> [BRANO DI PARTENZA]:

Quali sono gli aspetti positivi e negativi dell’accordo raggiunto?

Assistiamo, come scrivono gli amici di Avaaz che si sono attivati anche per la marcia mondiale del 29 novembre, a una lettura positiva perché si avvia un processo che riconosce all’unanimità la necessità di limitare ‘ben sotto i 2 gradi centigradi’ l’aumento della temperatura entro questo secolo. Questo è certamente un aspetto utile perché ci consentirà sviluppare una forte azione mondiale per obbligare Governi, Parlamenti e imprese verso l’unica scelta possibile: l’abbandono definitivo dei combustibili fossili in favore di un mondo 100% a energia rinnovabili.

Certamente è negativo che le multinazionali del petrolio siano riuscite a bloccare ogni decisione sull’abolizione, che ritengo assolutamente doverosa, dei circa 500 miliardi di dollari annui di sussidi ai combustibili fossili. Una cifra assurda se si pensa che l’accordo di Parigi ritenga di aver raggiunto un grande risultato nell’aver previsto 100 miliardi di dollari l’anno, che chissà quando saranno davvero stanziati, per aiutare i paesi più poveri e fragili verso uno sviluppo a basso, o zero, impatto ambientale.

Lei ha scritto che almeno i rappresentanti della Rainforest Alliance che ha incontrato erano contenti per gli impegni contro la deforestazione. Non le sembra anche questo un traguardo raggiunto?

> [CONSEGNA]: Scrivi il seguito dell'intervista sull'accordo di Parigi sul clima, cominciando subito dopo l'ultima domanda riportata.

> [DATI GREZZI]:
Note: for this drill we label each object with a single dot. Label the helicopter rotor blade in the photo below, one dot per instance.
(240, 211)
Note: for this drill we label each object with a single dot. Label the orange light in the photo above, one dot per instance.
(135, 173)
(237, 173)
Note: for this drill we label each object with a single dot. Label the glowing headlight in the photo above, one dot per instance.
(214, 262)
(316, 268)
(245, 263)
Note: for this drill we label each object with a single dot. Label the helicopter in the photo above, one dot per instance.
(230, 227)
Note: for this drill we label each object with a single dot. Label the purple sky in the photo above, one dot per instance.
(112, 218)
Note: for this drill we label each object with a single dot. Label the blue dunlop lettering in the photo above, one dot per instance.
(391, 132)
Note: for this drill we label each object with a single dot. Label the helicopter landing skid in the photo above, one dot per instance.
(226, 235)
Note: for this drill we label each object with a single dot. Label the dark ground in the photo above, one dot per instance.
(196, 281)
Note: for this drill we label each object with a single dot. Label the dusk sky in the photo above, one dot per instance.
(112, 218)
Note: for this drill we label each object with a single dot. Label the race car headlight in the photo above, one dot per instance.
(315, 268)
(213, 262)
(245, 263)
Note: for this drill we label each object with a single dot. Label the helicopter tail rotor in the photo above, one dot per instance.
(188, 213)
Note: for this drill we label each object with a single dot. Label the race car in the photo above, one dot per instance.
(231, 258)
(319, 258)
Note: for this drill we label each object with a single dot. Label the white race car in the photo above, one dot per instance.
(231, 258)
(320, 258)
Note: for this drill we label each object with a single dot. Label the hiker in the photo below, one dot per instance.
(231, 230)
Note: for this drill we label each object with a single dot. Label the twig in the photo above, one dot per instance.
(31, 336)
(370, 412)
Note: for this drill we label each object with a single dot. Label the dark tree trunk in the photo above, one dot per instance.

> [LA RISPOSTA]:
Sarebbe sbagliato scoraggiarsi. Se non vi fosse stato nessun accordo a Parigi sarebbe stato un disastro. Queste conferenze seppur molto dispersive, per molti addirittura inutili, hanno il grande merito di obbligare tutti i Governi del mondo a confrontarsi e impegnarsi sul fronte del cambiamento climatico. Perfino le multinazionali (tranne quelle petrolifere ovviamente) stanno cercando di disegnare strategie per un futuro senza combustibili fossili. Tra i punti positivi c’è per esempio l’impegno a favore della difesa delle foreste che seguo con grande attenzione da quando durante la Conferenza di Nairobi garantii il mio appoggio al delegato della Papua – Nuova Guinea e alla coalizione dei paesi che conservano per tutti noi le grandi foreste primarie del nostro Pianeta. Durante questa COP21 finalmente li ho visti un po’ più fiduciosi sulle azioni concrete per fermare la deforestazione, anche se alla fine solo il piccolo Bhutan che ha scelto come indice economico non il PIL ma il FIL (Felicità interna lorda) si è impegnato a mantenere per sempre coperto di foreste almeno il 60% del proprio territorio nazionale, come patrimonio collettivo dee mondo.

Un delegato della Fondazione UniVerde ha consegnato al ministro Gian Luca Galletti, anche a nome di Marevivo e del progetto Greening the Islands, un documento per la difesa del mare e delle piccole isole. Sul tema mare e oceani sono stati fatti passi in avanti?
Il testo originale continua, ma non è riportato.